— Begin Materials provided —
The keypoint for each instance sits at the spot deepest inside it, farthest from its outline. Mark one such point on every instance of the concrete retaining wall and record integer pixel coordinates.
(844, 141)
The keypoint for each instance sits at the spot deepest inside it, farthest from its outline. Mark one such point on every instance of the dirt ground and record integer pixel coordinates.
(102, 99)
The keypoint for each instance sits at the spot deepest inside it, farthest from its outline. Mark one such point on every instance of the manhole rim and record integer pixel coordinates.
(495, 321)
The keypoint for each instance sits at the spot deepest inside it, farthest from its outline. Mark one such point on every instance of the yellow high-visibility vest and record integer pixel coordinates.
— End Materials provided —
— Begin Materials provided —
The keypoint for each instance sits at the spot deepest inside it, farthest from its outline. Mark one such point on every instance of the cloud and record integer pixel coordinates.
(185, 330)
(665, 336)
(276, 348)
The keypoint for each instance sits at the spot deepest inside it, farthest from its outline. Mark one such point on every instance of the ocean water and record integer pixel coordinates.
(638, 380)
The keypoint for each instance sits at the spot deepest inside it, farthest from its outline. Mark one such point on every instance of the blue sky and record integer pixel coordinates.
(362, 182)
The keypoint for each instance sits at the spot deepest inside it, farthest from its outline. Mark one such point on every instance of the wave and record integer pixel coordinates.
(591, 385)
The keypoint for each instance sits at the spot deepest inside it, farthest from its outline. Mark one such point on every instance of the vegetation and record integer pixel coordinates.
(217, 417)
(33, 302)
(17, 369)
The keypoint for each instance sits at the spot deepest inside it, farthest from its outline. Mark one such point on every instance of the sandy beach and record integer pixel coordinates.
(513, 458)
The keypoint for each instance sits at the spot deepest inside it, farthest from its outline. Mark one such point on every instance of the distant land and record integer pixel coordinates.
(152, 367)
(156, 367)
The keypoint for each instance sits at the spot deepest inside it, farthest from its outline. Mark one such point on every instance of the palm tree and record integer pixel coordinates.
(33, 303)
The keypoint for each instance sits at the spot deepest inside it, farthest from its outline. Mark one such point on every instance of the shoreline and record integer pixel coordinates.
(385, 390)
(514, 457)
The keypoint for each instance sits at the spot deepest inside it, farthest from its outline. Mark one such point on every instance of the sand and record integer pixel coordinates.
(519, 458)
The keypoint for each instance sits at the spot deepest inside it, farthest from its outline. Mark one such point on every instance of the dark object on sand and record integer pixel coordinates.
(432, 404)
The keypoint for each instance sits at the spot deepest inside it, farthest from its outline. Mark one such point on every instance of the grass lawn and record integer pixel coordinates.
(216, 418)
— End Materials provided —
Your objective ▸ Recast the data above as a Markdown table with the columns No. and Text, giving each line its own numbered row and leaving out blank lines. Begin at the line that has "rim and record integer pixel coordinates." and stop after the line that has "vest and record integer pixel coordinates.".

Answer to this exercise ▸
| No. | Text |
|---|---|
| 1 | The keypoint for each instance sits at the spot deepest inside it, farthest from its outline. Mark one such point on every instance of the manhole rim and record integer pixel coordinates. |
| 2 | (495, 321) |
| 3 | The keypoint for each instance sits at the spot deepest inside it, farthest from its outline. Mark one such point on every instance of the yellow high-visibility vest and record integer pixel coordinates. |